The use of grog to temper potting clays was separately introduced into Britain with the arrival of Beaker-style pottery from the continent, initially around c.2400 BC, at the beginning of the Early Bronze Age/ Beakers, lasting well into the second millennium BC until they disappeared around c.1700. The Beaker tradition is also characterised by highly and skilfully decorated pottery. Toward the end of the currency of the Beaker tradition quality tended to decline markedly and it is just possible that the pot could be an undecorated late-phase Beaker, dated around c.1900-1700 BC. It is worth noting that handled and decorated Beakers were also produced during this late phase, although they are mostly larger and sturdier than the slim handle that might have been attached to the present vessel.
Grog-tempered clay was also the principal fabric type in the south-east of England for three other ceramic traditions; Food Vessels; Collared Urns and to a lesser degree Biconical Urns. Biconical Urns appeared at the end of the Beakers currency, around c.1700 BC, outliving Food Vessels and Collared Urns and merging and overlapping with the flint-tempered Middle Bronze Age Deverel-Rimbury tradition by c.1500 BC.

→ **Data section**:

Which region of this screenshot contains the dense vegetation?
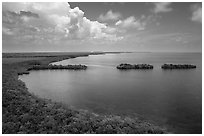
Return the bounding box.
[161,64,196,69]
[27,64,87,71]
[2,54,166,134]
[117,63,153,69]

→ **Study questions**:
- A) Copy out word for word the passage of the pottery text from "The use of grog" up to and including "the present vessel.".
- B) Answer the following from the pottery text:
(i) Around what date was Beaker-style pottery first introduced into Britain?
(ii) Which three ceramic traditions in the south-east of England used grog-tempered clay as a principal fabric type?
(iii) By around what date did Biconical Urns merge and overlap with the Deverel-Rimbury tradition?
- C) Present the paragraph of the pottery text that begins "Grog-tempered clay was also the principal fabric type" as a short bulleted list, retaining its main facts.

→ **Results for each task**:
- A)
The use of grog to temper potting clays was separately introduced into Britain with the arrival of Beaker-style pottery from the continent, initially around c.2400 BC, at the beginning of the Early Bronze Age/ Beakers, lasting well into the second millennium BC until they disappeared around c.1700. The Beaker tradition is also characterised by highly and skilfully decorated pottery. Toward the end of the currency of the Beaker tradition quality tended to decline markedly and it is just possible that the pot could be an undecorated late-phase Beaker, dated around c.1900-1700 BC. It is worth noting that handled and decorated Beakers were also produced during this late phase, although they are mostly larger and sturdier than the slim handle that might have been attached to the present vessel.

- B)
(i) Around c.2400 BC.
(ii) Food Vessels, Collared Urns and, to a lesser degree, Biconical Urns.
(iii) By c.1500 BC.

- C)
- In the south-east of England, grog-tempered clay was the principal fabric type for three further ceramic traditions: Food Vessels, Collared Urns and, to a lesser degree, Biconical Urns.
- Biconical Urns appeared around c.1700 BC, at the end of the Beaker currency.
- They outlived Food Vessels and Collared Urns.
- By c.1500 BC they merged and overlapped with the flint-tempered Middle Bronze Age Deverel-Rimbury tradition.